* Exercise prompt: Reproduce every line of the items below word for word, keeping all characters, numbers, and line breaks unchanged.

◇ ◇ ◇ ◇ ◇ ◇ ◇

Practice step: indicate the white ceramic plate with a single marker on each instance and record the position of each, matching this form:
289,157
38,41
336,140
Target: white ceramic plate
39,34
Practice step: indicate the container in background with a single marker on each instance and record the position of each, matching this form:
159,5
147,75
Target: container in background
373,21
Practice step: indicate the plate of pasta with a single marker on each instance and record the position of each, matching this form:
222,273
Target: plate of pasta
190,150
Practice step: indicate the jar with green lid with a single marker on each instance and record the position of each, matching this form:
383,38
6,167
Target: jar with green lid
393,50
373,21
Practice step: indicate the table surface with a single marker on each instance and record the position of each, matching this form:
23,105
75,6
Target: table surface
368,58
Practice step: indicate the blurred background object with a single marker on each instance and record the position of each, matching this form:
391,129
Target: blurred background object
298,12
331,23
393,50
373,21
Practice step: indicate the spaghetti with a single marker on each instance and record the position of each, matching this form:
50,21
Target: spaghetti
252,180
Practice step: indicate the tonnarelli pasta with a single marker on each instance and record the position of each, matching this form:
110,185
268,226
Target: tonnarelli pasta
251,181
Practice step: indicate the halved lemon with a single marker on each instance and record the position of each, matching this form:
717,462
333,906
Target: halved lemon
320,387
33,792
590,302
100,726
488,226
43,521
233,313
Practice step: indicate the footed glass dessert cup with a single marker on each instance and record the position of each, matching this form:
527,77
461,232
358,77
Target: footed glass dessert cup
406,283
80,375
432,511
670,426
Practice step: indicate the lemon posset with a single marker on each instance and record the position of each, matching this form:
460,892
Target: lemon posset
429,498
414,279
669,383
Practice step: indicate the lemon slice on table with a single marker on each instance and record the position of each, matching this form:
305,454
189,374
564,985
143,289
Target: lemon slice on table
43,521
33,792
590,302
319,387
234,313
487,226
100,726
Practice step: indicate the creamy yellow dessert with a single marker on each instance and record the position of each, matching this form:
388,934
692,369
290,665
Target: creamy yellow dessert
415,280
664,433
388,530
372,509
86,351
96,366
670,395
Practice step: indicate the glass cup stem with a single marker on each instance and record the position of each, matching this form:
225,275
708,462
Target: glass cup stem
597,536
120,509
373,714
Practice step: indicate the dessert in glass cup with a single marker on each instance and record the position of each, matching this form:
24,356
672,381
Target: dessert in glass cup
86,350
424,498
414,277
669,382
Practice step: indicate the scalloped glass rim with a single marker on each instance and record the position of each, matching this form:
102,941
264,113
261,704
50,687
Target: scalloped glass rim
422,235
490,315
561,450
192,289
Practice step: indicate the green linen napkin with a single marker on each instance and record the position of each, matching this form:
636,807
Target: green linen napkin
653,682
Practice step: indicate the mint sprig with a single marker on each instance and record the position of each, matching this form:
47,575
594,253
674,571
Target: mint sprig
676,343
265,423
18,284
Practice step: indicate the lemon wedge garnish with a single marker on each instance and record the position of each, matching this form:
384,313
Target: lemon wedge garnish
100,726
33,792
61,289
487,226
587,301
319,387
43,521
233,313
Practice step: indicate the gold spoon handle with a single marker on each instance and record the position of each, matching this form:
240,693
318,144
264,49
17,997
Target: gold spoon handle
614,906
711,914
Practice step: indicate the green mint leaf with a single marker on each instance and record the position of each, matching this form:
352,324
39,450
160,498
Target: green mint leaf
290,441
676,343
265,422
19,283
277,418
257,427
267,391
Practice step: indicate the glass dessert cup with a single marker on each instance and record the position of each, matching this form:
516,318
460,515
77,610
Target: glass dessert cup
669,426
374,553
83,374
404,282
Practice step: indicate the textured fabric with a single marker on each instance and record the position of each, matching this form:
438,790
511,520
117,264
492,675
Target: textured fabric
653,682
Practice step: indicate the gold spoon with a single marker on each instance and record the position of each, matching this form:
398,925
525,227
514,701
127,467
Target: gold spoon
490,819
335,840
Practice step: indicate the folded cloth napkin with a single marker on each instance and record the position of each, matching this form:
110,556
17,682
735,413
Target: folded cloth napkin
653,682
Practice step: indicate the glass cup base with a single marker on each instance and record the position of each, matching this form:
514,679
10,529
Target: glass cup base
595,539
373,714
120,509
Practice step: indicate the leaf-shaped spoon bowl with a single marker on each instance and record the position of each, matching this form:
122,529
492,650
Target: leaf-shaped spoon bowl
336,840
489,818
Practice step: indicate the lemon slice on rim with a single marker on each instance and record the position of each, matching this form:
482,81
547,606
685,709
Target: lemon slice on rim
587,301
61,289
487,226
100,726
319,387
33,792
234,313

◇ ◇ ◇ ◇ ◇ ◇ ◇

* Solved exercise:
Practice step: indicate the white ceramic plate with a single marker on each instance and record the position of each, matching this form:
289,157
38,41
336,140
Target: white ceramic plate
39,34
Practice step: indicate the container in background with a single marker on each instance and record the position of each, matching this form:
159,5
147,75
Target: container in background
373,21
Practice step: indicate the plate of pasta with a single marker on each instance and record the position of each, matching this form:
222,273
Target: plate of pasta
190,150
Practice step: indicate the jar with green lid with a single marker on each instance and record the position of each, matching this form:
383,38
6,167
Target: jar with green lid
393,50
373,21
Practice step: indicate the table surface with a single marker on each instance and record the position of each, matching this form:
23,105
75,6
Target: table surface
368,58
Practice step: indicate the blurred background object with a single marker on each instance and record the position of each, matching this form:
391,129
Target: blurred background object
298,12
331,23
393,50
373,21
Practice step: indicate the spaghetti with a single marker on each instance and record the position of each, matching this form:
50,21
Target: spaghetti
252,180
Practice step: indicate the tonnarelli pasta with a single marker on each instance and record the position of each, matching this form:
110,185
268,226
Target: tonnarelli pasta
251,181
Practice step: indicate the halved lemon with a single marker on each instance and record the position of each, matching this form:
717,462
333,906
Target: halved lemon
320,387
33,792
590,302
100,726
488,226
43,521
233,313
Practice step: indicate the footed glass dessert cup with a single marker on each instance and record the position of each, matching this form:
527,77
461,232
358,77
Target: footed glass dessert cup
406,283
80,375
432,511
670,426
Practice step: indicate the lemon posset with a single marker on each instance and record the position of each, matching this form:
460,892
Target: lemon posset
429,498
414,279
669,383
Practice step: indicate the lemon slice on table with a single marker on each instance and record the position of each, matching this form:
305,454
189,374
564,985
143,289
Target: lemon slice on table
43,521
33,792
590,302
319,387
234,313
487,226
100,726
Practice step: indicate the creamy yellow dessert with a single marker on each instance and record the position of each, matching this form:
388,934
692,369
290,665
Target: creamy yellow dessert
415,280
664,433
388,530
372,509
86,351
96,366
670,395
Practice step: indicate the glass cup stem with a single marker on each instance and record the position of each, matching this form:
225,275
708,462
Target: glass cup stem
597,536
120,509
373,714
Practice step: indicate the dessert in glass cup with a single marker on each instance and record the position of each, matching this form:
24,356
672,381
Target: dessert in glass cup
86,350
424,498
414,277
669,382
Practice step: indicate the scalloped glass rim with a single marker on each instance and record the position of each, matching this form:
102,941
264,113
261,704
50,687
Target: scalloped glass rim
422,235
490,315
561,450
192,289
Practice step: indicate the green linen napkin with a single marker on each instance and record the position of each, matching this form:
636,807
Target: green linen napkin
653,682
Practice step: indicate the mint sprig with a single marker on each instance and record the position of each, matching this form:
47,575
594,253
674,571
Target: mint sprig
676,343
265,423
18,284
Practice step: indicate the lemon wedge garnish with a single marker on each instance and record the position of each, matching this form:
384,313
Target: lemon wedge garnish
100,726
33,792
61,289
487,226
587,301
319,387
43,521
233,313
Practice step: indicate the gold spoon handle with a single marker on each instance and record the position of each, matching this form:
240,693
318,144
264,49
17,997
Target: gold spoon handle
614,906
711,914
Practice step: indicate the green mint leaf with a single marker on each instance and record the position of each, matching this form:
352,324
39,450
160,498
Target: green mint leaf
290,441
676,343
265,422
19,283
277,418
257,427
267,391
Practice step: indicate the glass dessert cup with a single marker on each instance and record the position of each, matching this form:
516,318
460,515
77,610
Target: glass dessert cup
669,426
374,553
83,374
404,282
Practice step: indicate the textured fabric with a single marker on each instance and record the position of each, matching this form:
438,790
511,520
117,264
492,675
Target: textured fabric
653,682
Practice step: indicate the gold spoon with a single marker on each instance and record the position of each, matching this form:
398,925
525,227
514,701
127,467
Target: gold spoon
490,819
335,840
Practice step: indicate the folded cloth napkin with a single marker on each instance and record the position of each, matching this form:
110,556
17,682
735,413
Target: folded cloth napkin
653,682
Practice step: indicate the glass cup base with a single marker on each instance and record the position of each, matching this form:
514,679
10,529
Target: glass cup base
595,539
373,714
120,509
Practice step: indicate the leaf-shaped spoon bowl with a single marker on each instance and record the position of each, matching this form:
122,529
492,650
Target: leaf-shaped spoon bowl
336,840
489,818
Practice step: indicate the lemon slice on rim with a single marker on each instance and record the position of each, matching this form:
482,81
547,606
685,709
Target: lemon slice on rim
587,301
61,289
487,226
100,726
319,387
33,792
234,313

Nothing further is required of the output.